What to work on
In the records below, swap every "SHOULD" for "MUST" and write them out again with nothing else altered. Omit the pictures from your answer.
— BEGIN Extracted data —
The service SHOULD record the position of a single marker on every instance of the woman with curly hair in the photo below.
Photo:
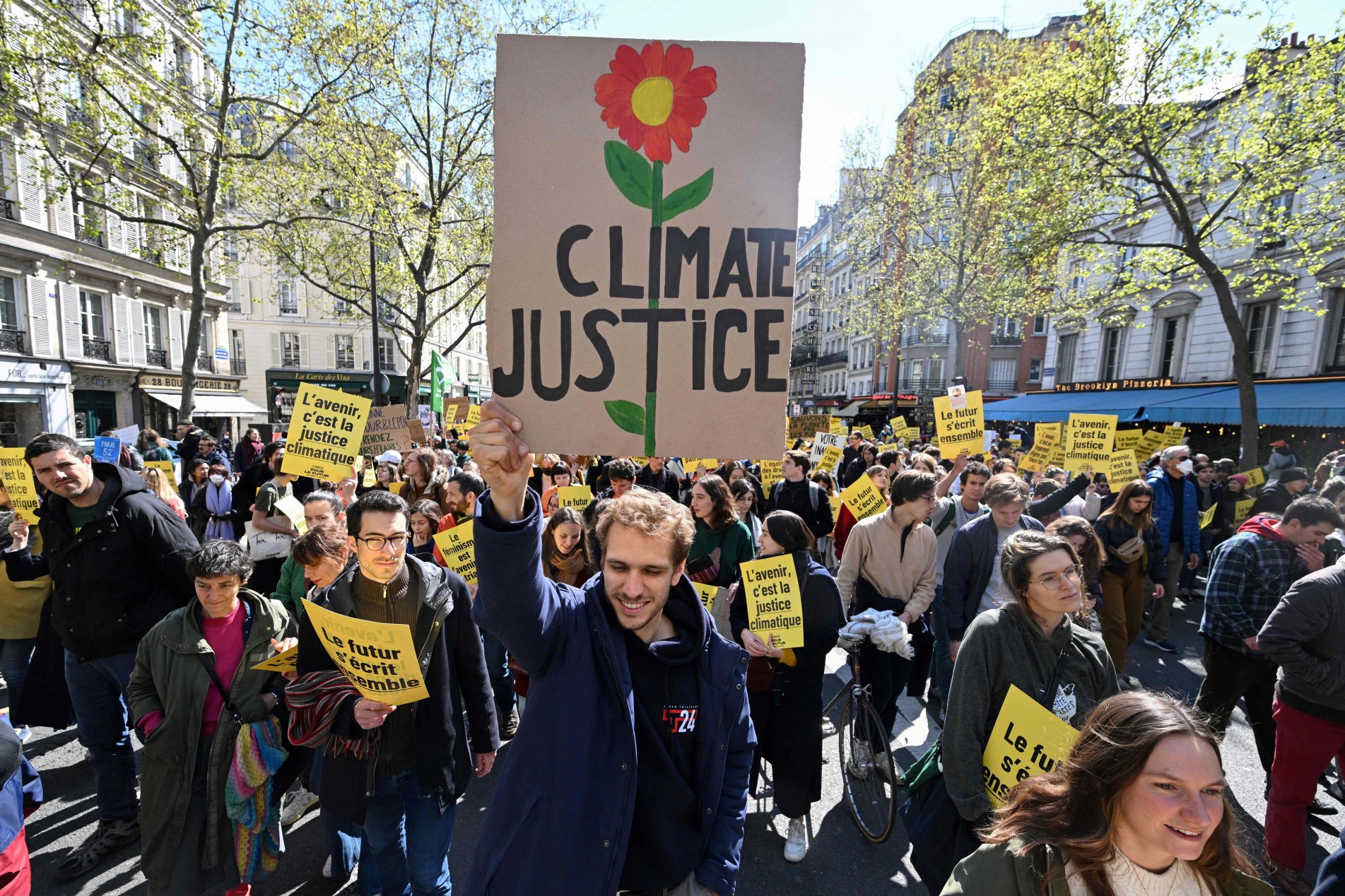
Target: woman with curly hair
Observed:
(1138, 808)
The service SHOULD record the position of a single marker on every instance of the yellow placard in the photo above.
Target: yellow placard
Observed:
(830, 458)
(1129, 439)
(18, 483)
(707, 594)
(293, 509)
(1026, 741)
(459, 549)
(1243, 509)
(862, 498)
(1088, 440)
(286, 661)
(1173, 436)
(1047, 439)
(324, 432)
(577, 497)
(775, 606)
(1122, 468)
(166, 466)
(378, 658)
(959, 428)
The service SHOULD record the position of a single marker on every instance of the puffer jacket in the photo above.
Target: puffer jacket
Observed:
(171, 678)
(117, 576)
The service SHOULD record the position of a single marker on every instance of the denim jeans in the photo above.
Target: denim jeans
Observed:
(409, 837)
(502, 678)
(102, 716)
(15, 654)
(345, 841)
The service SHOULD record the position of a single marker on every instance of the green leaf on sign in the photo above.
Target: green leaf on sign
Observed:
(630, 171)
(689, 196)
(627, 415)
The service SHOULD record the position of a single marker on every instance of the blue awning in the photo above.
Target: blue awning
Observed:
(1320, 403)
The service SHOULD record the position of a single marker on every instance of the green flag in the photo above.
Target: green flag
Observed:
(437, 381)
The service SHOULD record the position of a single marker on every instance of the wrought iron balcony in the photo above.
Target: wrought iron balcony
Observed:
(97, 349)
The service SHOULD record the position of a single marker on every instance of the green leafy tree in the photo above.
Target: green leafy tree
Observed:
(153, 120)
(1148, 159)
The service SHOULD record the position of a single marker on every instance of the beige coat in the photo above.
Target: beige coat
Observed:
(873, 550)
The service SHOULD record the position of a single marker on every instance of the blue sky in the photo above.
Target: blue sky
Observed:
(862, 54)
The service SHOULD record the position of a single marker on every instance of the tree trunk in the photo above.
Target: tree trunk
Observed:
(192, 349)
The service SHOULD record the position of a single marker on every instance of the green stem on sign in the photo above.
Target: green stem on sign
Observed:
(655, 221)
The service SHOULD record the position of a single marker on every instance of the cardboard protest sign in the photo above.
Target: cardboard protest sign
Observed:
(167, 467)
(1047, 439)
(1088, 440)
(1122, 468)
(862, 498)
(324, 432)
(459, 549)
(107, 449)
(293, 509)
(775, 603)
(16, 476)
(1173, 436)
(577, 497)
(830, 459)
(1242, 510)
(959, 428)
(707, 594)
(377, 658)
(284, 661)
(804, 425)
(643, 256)
(1026, 741)
(1129, 439)
(387, 431)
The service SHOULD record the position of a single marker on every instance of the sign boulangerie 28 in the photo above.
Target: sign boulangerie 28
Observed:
(377, 658)
(324, 432)
(775, 603)
(645, 249)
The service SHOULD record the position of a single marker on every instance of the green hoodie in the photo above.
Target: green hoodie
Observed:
— END Extracted data —
Written solution
The service MUST record the position of a single marker on every instance of the woman with curly hair in the photo below.
Photo:
Target: woman with curly hair
Observed:
(1138, 808)
The service MUST record the position of a single marker on every instance of the yellow placard in the photo above.
Target: yellow placard
Observed:
(830, 458)
(1129, 439)
(18, 483)
(707, 594)
(293, 509)
(1026, 741)
(459, 549)
(1243, 509)
(862, 498)
(1088, 440)
(286, 661)
(1173, 436)
(1047, 439)
(324, 432)
(577, 497)
(775, 606)
(1122, 468)
(166, 466)
(378, 658)
(959, 428)
The service MUST record the position of a single marker on every instance of the puffer jacket in the photo above.
Target: puffer jacket
Observed:
(171, 678)
(117, 576)
The service MUST record the position of a single marker on every instance of the denim jeans in the photo above.
Target: denim jeans
Observed:
(409, 837)
(502, 678)
(102, 716)
(15, 654)
(345, 841)
The service MUST record the position of a single marker on every instance of the green leaf on sign in the photo above.
Target: green leaf on sign
Observed:
(630, 171)
(689, 196)
(627, 415)
The service MUST record the position of a single marker on every instance of the blue awning in the photo above.
Target: blue awning
Observed:
(1320, 403)
The service MUST record the position of a single marker on every instance of the green flag in the photo above.
Target: green flag
Observed:
(437, 381)
The service MUST record the position of a single marker on every instance of the wrought iron balcony in the photo above.
Target: wrought iron balcony
Observed:
(97, 349)
The service MUST record the position of a single marker on every instance of the green leafy tree in the photo above.
Target: green leafy tree
Observed:
(153, 120)
(1148, 159)
The service MUST record the position of a single marker on every instance of the beige coat in the photo above.
Target: beige coat
Observed:
(873, 550)
The service MUST record the position of a single marker on every instance of the blue sky in the photo above.
Target: blue sky
Observed:
(862, 54)
The service MUST record the position of a single marker on every instance of the tree trunk in the photo above.
Target: tree trunk
Observed:
(192, 349)
The service MUST record the position of a single marker on every instance of the green stem on sign in the photo above.
Target: green stem on sign
Observed:
(655, 221)
The service MUST record the position of a single marker on every instance of the cardboard protest sign in the photo above.
Target: cardboard protest sign
Observed:
(167, 467)
(1047, 439)
(1088, 440)
(1122, 468)
(862, 498)
(324, 432)
(459, 549)
(107, 449)
(293, 509)
(775, 603)
(16, 476)
(1173, 436)
(577, 497)
(830, 459)
(1242, 510)
(959, 428)
(707, 594)
(377, 658)
(284, 661)
(804, 425)
(643, 256)
(1026, 741)
(1129, 439)
(387, 431)
The service MUST record the position of a single marker on every instance of the sign boulangerie 28 in the photo above.
Target: sign boulangerie 28
Observed:
(377, 658)
(324, 432)
(775, 603)
(645, 249)
The service MUST record the position of a single marker on every instance of the green hoodie in the photo above.
Target: green hoodie
Observed:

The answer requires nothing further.